[Referring expression data]
----

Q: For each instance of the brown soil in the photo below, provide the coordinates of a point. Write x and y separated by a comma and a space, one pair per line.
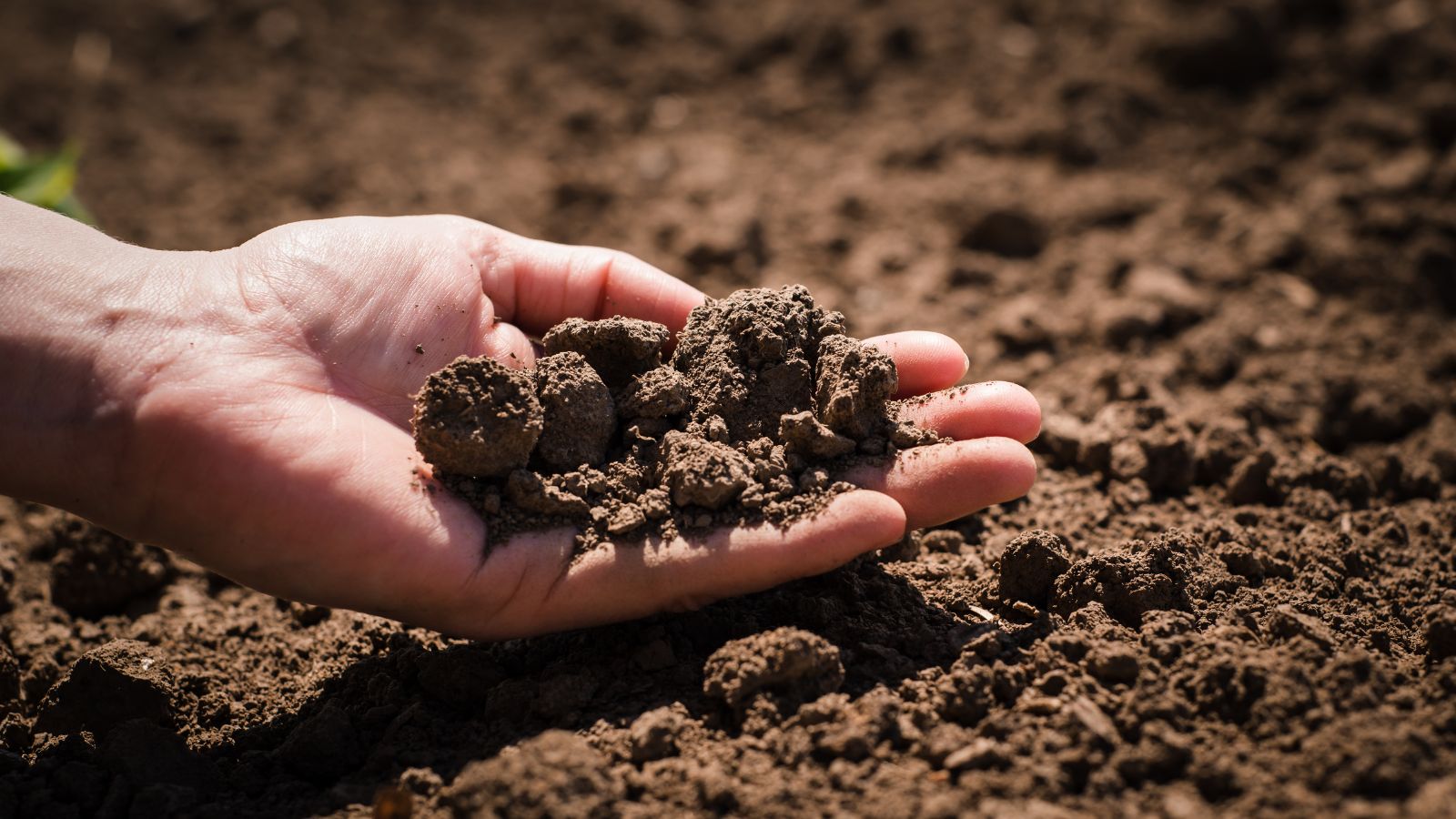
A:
763, 402
1218, 241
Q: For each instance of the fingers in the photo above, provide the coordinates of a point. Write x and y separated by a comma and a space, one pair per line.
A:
925, 360
980, 410
536, 285
939, 482
506, 343
622, 581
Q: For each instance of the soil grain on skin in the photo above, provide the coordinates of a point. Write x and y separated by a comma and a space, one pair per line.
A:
1215, 239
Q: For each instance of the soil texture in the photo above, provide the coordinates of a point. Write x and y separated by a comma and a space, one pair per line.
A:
764, 399
1218, 241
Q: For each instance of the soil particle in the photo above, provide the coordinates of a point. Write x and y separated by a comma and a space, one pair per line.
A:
95, 571
579, 414
552, 774
9, 675
1266, 257
786, 661
654, 734
1114, 665
703, 472
852, 385
733, 431
146, 753
1009, 234
543, 494
324, 746
1441, 634
1030, 566
750, 358
804, 435
655, 394
478, 419
618, 349
120, 681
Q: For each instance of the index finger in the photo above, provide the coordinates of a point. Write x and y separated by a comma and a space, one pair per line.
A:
538, 285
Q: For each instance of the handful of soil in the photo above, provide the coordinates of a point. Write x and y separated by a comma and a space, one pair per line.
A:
763, 401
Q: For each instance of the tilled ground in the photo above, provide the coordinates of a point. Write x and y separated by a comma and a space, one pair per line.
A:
1218, 241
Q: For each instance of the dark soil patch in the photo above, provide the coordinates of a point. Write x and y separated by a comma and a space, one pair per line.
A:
764, 399
1215, 239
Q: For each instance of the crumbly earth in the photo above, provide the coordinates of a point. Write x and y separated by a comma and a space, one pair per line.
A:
484, 419
763, 402
1215, 239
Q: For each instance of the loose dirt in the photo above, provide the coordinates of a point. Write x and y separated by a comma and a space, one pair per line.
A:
1215, 239
764, 399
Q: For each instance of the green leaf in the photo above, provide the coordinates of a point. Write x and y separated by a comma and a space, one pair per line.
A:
46, 181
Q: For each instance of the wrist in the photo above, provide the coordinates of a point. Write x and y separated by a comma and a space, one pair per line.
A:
86, 325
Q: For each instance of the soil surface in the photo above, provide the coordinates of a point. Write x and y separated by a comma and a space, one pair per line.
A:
763, 404
1216, 239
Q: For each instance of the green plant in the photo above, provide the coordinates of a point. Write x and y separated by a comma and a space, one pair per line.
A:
44, 179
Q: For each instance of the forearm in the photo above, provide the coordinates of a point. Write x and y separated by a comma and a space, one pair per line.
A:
77, 319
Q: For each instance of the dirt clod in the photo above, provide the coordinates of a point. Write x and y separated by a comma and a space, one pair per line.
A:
120, 681
478, 419
618, 349
95, 571
703, 472
785, 661
762, 405
1031, 564
579, 414
552, 774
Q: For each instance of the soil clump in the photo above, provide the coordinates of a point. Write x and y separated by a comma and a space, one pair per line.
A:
763, 399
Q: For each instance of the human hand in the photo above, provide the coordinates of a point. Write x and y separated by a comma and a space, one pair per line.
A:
271, 436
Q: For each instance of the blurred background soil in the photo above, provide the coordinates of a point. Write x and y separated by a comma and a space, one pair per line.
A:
1216, 239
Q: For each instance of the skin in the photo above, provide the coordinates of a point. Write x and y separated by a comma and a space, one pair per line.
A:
249, 409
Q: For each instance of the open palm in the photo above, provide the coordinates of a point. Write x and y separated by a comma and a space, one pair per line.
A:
280, 450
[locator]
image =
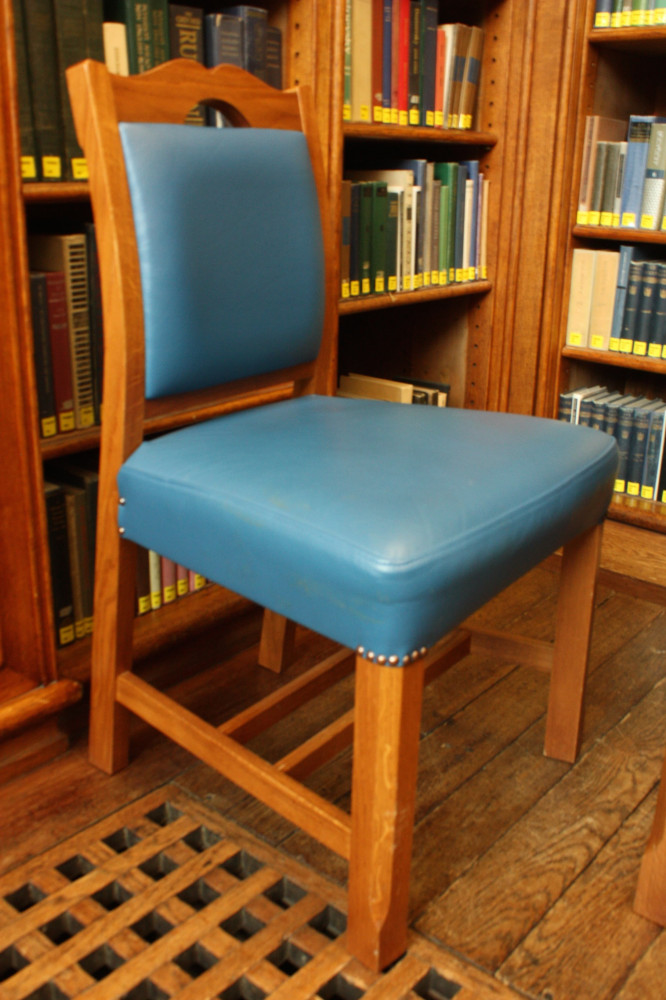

----

> _Work instructions_: Each line holding the word "dirt" must be copied from the data.

> _Result_:
Q: For each instance of the loose dirt in the photo above, provide the coordinates of a point. Write x and y separated by a comma and a space, one pair per line.
Q: For each instance of the dirt clod in the photo above, provide the coordinates of a point. Write x and y separated by a comma and a space, one pair per line.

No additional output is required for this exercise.